**Teks Dokumen**.
###

30 koleksi busana siap pakai itu terdiri dari baju-baju berpotongan modern dengan siluet sederhana dan elegan untuk perempuan dan laki-laki, seperti kemeja, gaun midi, blazer hingga long coat. Pilihan warnanya bervariasi dari warna-warna pastel, kecokelatan, biru tua hingga warna-warna terang mencolok.
Dea yang sudah delapan tahun berkiprah di dunia batik mulai bekerjasama dengan para difabel sejak 2013. Setelah melihat kinerja yang tak berbeda dengan orang-orang dengan panca indera lengkap, jumlah pekerja difabel di Batik Kultur semakin bertambah.
"Sekarang saya punya 120 karyawan yang basis produksinya di Semarang, 50 persennya adalah difabel. Pekerjaannya bermacam-macam, dari penjahit sampai fotografer produk," ujar Dea dalam konferensi pers di Jakarta, Sabtu.
Perempuan yang memulai perjalanan dengan berjualan batik Lawasan itu yakin semua orang berhak diberi kesempatan untuk berkarya, alasan yang membuatnya berkarya bersama para difabel.

###

**Petunjuk Tugas**.
1. Menurut artikel tentang Batik Kultur, berapa persen dari karyawan Dea yang merupakan difabel?
2. Terjemahkan kalimat "Dea yang sudah delapan tahun berkiprah di dunia batik mulai bekerjasama dengan para difabel sejak 2013." dari artikel tentang Batik Kultur ke dalam bahasa Inggris.
3. Lanjutkan artikel tentang Batik Kultur, dimulai setelah kalimat terakhir yang tercantum.

**Data Sumber**.
###

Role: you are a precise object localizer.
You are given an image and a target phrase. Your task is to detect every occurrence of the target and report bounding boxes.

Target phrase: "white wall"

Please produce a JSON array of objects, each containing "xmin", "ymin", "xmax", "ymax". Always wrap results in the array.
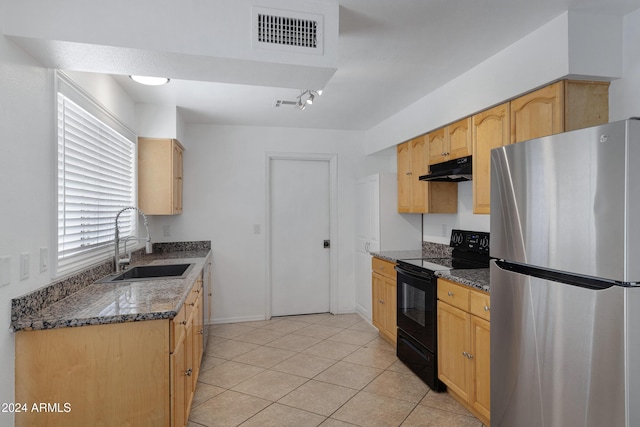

###

**Hasil per Tugas**.
1. 50 persen.

2. Dea, who has been active in the batik world for eight years, began working with people with disabilities in 2013.

3.
Tema "Behind The Seams" dipilih Dea untuk mengapresiasi orang-orang di balik Batik Kultur yang "seperti jahitan, tidak terlihat tapi sangat penting".
Sejak November 2018, Dea mempersiapkan "Behind The Seams" yang dimulai dari nol. Ia merancang sendiri motif-motif batik, memadukan pakem dengan sentuhan modern, dari kain putih hingga menjadi kain batik tulis. Material yang dipilih terdiri dari katun, bordir, lurik sampai brokat.
Proses pengerjaan batiknya berlangsung di beberapa daerah, tergantung dari teknik spesialisasinya. Warna sogan dibuat di Solo, warna cerah di Pekalongan dan motif tenun dibuat di Jepara.
"Motifnya sejak awal dibuat sesuai dengan siluet busana," ujar Dea.
Semenjak mulai terjun ke dunia batik, Dea berkomitmen untuk menggunakan batik tulis demi memberdayakan para pengrajin.
"Agar poros perekonomiannya bergerak," ujar Dea yang mulai tertarik dan belajar soal batik sejak 16 tahun.
Baju-baju yang dibuatnya terdiri dari berbagai ukuran dengan model siap pakai yang nyaman untuk dikenakan sehari-hari.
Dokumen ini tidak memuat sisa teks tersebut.